The word "teeth": in how many lines of the records does it appear? Reply with the number alone.
►
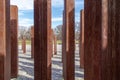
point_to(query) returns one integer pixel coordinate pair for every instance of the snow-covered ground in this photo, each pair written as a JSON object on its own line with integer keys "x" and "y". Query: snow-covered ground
{"x": 26, "y": 65}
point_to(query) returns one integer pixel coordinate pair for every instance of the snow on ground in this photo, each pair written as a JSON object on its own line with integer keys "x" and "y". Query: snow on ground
{"x": 26, "y": 65}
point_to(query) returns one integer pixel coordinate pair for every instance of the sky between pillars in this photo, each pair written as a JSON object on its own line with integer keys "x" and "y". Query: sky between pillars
{"x": 26, "y": 11}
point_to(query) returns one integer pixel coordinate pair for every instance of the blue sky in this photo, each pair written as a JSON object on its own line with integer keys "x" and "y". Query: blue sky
{"x": 26, "y": 11}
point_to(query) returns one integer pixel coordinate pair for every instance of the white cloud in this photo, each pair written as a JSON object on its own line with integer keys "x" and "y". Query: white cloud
{"x": 79, "y": 3}
{"x": 25, "y": 22}
{"x": 57, "y": 3}
{"x": 23, "y": 4}
{"x": 57, "y": 19}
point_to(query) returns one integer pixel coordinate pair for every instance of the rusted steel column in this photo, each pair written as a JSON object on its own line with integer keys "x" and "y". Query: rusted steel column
{"x": 5, "y": 53}
{"x": 52, "y": 35}
{"x": 24, "y": 45}
{"x": 63, "y": 38}
{"x": 55, "y": 44}
{"x": 32, "y": 42}
{"x": 114, "y": 21}
{"x": 99, "y": 38}
{"x": 69, "y": 40}
{"x": 14, "y": 40}
{"x": 81, "y": 48}
{"x": 63, "y": 43}
{"x": 42, "y": 38}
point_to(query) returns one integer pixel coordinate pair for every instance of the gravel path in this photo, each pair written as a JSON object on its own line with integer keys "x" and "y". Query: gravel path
{"x": 26, "y": 66}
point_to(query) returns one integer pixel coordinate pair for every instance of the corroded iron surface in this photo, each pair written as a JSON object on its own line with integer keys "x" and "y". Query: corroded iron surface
{"x": 68, "y": 60}
{"x": 14, "y": 40}
{"x": 42, "y": 38}
{"x": 81, "y": 52}
{"x": 5, "y": 61}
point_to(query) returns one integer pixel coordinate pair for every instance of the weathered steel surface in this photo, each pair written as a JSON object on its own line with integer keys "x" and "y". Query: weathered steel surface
{"x": 14, "y": 40}
{"x": 81, "y": 52}
{"x": 42, "y": 38}
{"x": 63, "y": 43}
{"x": 114, "y": 22}
{"x": 5, "y": 61}
{"x": 69, "y": 40}
{"x": 32, "y": 42}
{"x": 52, "y": 35}
{"x": 102, "y": 40}
{"x": 24, "y": 45}
{"x": 55, "y": 44}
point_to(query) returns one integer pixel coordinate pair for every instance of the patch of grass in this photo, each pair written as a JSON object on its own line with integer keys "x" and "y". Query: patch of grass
{"x": 28, "y": 42}
{"x": 59, "y": 42}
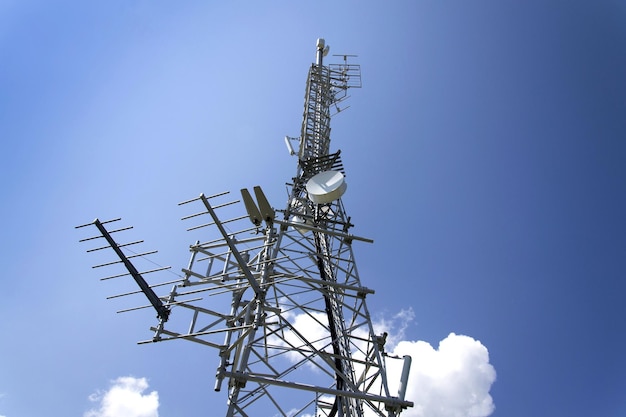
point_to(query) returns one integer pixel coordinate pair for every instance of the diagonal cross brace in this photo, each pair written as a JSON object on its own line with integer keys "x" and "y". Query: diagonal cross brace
{"x": 163, "y": 312}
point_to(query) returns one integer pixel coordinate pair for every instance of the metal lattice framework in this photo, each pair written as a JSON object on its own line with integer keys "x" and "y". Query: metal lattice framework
{"x": 294, "y": 336}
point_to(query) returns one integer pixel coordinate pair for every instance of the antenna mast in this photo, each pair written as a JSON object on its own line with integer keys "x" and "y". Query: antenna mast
{"x": 294, "y": 337}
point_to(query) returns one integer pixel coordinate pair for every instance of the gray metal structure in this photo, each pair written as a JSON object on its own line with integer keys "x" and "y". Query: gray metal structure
{"x": 294, "y": 336}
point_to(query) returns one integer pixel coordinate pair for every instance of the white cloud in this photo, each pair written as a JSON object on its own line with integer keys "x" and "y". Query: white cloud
{"x": 126, "y": 398}
{"x": 451, "y": 381}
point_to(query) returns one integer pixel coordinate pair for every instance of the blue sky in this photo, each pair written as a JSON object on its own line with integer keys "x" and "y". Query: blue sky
{"x": 484, "y": 155}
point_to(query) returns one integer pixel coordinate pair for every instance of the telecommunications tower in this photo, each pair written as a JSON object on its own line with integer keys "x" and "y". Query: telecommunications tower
{"x": 276, "y": 293}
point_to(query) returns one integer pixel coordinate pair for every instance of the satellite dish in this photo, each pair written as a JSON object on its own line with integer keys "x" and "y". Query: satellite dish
{"x": 326, "y": 187}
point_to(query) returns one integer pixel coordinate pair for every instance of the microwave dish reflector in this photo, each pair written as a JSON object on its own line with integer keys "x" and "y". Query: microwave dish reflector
{"x": 326, "y": 187}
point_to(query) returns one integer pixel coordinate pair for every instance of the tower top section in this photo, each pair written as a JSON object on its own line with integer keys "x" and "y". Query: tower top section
{"x": 326, "y": 87}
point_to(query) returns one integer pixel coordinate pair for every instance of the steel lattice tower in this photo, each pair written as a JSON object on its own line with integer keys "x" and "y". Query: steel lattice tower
{"x": 296, "y": 337}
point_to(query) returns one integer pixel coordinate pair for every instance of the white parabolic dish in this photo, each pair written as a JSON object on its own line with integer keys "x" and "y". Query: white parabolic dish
{"x": 326, "y": 187}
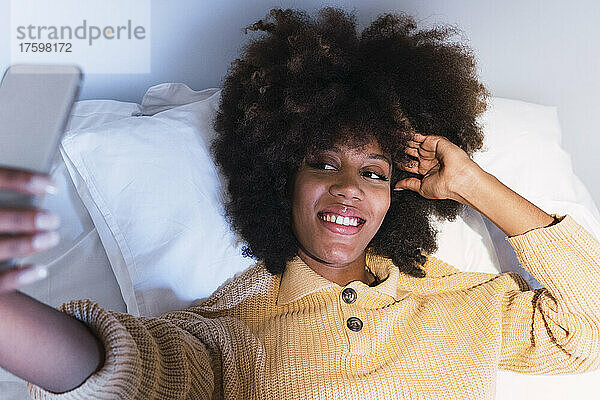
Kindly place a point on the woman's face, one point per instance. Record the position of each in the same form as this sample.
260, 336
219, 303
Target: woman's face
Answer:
340, 198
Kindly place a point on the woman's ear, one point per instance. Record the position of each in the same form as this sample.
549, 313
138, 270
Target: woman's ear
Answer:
289, 185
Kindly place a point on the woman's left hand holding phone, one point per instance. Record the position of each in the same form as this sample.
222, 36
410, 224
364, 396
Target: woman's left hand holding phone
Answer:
25, 231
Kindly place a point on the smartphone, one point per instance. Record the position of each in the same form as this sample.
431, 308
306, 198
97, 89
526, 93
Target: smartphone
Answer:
35, 106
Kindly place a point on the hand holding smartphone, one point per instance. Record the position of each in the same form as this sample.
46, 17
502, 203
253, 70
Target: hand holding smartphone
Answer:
35, 105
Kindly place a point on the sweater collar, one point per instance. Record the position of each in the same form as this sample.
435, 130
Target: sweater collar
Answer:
299, 280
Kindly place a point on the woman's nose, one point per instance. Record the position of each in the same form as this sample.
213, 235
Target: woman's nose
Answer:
347, 187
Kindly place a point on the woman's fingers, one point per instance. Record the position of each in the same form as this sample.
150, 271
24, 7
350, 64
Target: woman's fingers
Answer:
17, 277
26, 182
14, 220
12, 246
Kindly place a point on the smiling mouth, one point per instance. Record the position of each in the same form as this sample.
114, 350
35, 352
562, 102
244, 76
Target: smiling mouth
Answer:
340, 219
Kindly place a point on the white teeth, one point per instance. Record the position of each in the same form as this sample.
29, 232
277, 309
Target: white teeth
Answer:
347, 221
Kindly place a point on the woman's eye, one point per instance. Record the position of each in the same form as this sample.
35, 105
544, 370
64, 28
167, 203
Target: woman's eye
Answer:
321, 165
374, 175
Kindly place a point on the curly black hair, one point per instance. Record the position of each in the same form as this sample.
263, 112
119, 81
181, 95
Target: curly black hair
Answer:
308, 84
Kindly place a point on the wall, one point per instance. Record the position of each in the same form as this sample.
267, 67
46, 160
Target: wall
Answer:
541, 51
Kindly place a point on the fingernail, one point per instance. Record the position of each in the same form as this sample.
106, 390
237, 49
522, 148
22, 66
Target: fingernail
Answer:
45, 240
47, 221
31, 275
39, 184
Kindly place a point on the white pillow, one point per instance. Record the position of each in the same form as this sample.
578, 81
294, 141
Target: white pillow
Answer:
522, 149
154, 195
78, 266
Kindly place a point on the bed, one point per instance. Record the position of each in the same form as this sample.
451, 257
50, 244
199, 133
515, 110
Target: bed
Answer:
143, 232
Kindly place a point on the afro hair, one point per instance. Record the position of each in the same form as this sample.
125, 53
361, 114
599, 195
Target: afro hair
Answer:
308, 84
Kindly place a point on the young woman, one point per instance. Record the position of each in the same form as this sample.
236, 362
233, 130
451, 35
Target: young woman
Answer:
336, 150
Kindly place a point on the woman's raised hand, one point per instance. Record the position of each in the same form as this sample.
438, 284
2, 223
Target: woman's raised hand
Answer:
25, 230
446, 168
◄
_Output for this exercise_
2